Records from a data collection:
--- START ---

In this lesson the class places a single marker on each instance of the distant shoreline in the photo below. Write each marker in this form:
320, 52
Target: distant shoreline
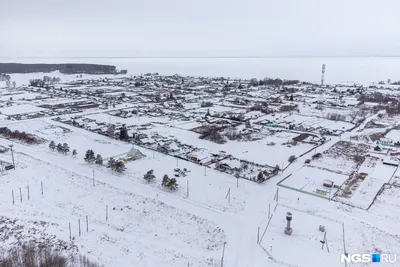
67, 68
189, 57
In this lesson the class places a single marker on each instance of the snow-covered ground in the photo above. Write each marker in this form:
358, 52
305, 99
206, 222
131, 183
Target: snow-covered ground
212, 219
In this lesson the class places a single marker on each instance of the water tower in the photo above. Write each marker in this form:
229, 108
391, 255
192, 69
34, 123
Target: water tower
288, 229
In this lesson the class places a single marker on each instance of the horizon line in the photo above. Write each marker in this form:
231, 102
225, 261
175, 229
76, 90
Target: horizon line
199, 57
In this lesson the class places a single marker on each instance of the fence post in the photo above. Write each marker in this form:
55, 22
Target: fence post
269, 211
223, 253
70, 236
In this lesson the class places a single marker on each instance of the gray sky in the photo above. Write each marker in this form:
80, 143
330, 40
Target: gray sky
199, 28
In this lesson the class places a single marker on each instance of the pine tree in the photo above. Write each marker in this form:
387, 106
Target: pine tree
260, 176
123, 134
149, 176
99, 160
65, 148
111, 163
165, 181
52, 145
89, 156
172, 184
60, 148
119, 166
276, 169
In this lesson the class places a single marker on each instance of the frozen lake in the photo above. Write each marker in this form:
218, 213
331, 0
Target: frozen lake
338, 69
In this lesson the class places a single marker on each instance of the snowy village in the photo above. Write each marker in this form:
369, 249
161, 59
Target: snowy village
161, 170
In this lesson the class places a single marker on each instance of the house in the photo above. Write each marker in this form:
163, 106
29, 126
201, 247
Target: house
392, 161
135, 154
224, 168
147, 142
192, 157
328, 183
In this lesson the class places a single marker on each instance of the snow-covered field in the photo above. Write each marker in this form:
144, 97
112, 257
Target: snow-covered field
139, 230
311, 180
303, 247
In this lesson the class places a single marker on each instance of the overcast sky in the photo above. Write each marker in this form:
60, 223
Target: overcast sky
199, 28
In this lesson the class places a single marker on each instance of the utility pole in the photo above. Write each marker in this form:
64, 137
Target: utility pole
223, 254
12, 155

--- END ---

Exercise description: Retype the data word for word and keep the pictures out of it.

Expected answer:
In this lesson the class places a single marker on each instance of the distant shoreline in the photo below. Write each marker in this form:
320, 52
Target: distant shoreline
67, 68
189, 57
In this lesson the class places a single marker on each instance of the snow-covered ground in the photo above. Write each marker in this form:
358, 52
305, 99
206, 222
131, 183
Target: snow-covered ground
212, 219
In this lesson the class places a single marker on each instance of the water tower in the photo above. Write each marker in this form:
229, 108
391, 255
192, 69
34, 123
Target: water tower
288, 229
In this lesson the class places a single marker on each instance of the horizon line in the photo above. Write each marker in this form:
231, 102
225, 261
175, 229
76, 90
Target: horizon line
199, 57
In this lesson the class places a single marker on each instance of the fence post in the photo above. Write each marker in this form:
55, 22
Target: fence post
269, 211
223, 253
70, 236
In this lesson the class places a single marker on each instance of the gray sky in the photo above. Write each marker in this form:
80, 143
330, 40
Target: gray sky
199, 28
In this lesson the class places a single marker on each instance of the pine tree in the photo above. Write each marker in this form:
387, 106
Target: pine tree
260, 176
123, 134
149, 176
99, 160
65, 148
111, 163
165, 181
52, 145
89, 156
172, 184
60, 148
119, 166
276, 169
In this lesson the class places a single marker on each instance of the frozen lake in the photo above. Write each marker in this form:
218, 213
331, 0
Target: frozen lake
338, 69
In this lesson the class places a single marker on each instance of the snowy village in the photo above. Write each marker in this form:
369, 249
161, 59
Target: snowy village
161, 170
In this lesson the class places a single marker on each instance of the house in the photo above. Write each marker in this form:
163, 106
29, 126
201, 247
Target: house
392, 161
135, 154
224, 168
147, 142
192, 157
328, 183
In this lesson the class places a single marker on each instance of the snow-covered field in the photo above. Write each marker in this form:
144, 97
112, 257
Target: snow-covered field
139, 230
311, 180
303, 247
In this lesson the class places a single marker on each instance of the overcast sky in the photo above. Write each marker in this form:
60, 223
Target: overcast sky
199, 28
In this lesson the class places a single marker on each instance of the utility pole in the photo above. Write each marker in this form:
64, 137
Target: utility pole
223, 254
12, 155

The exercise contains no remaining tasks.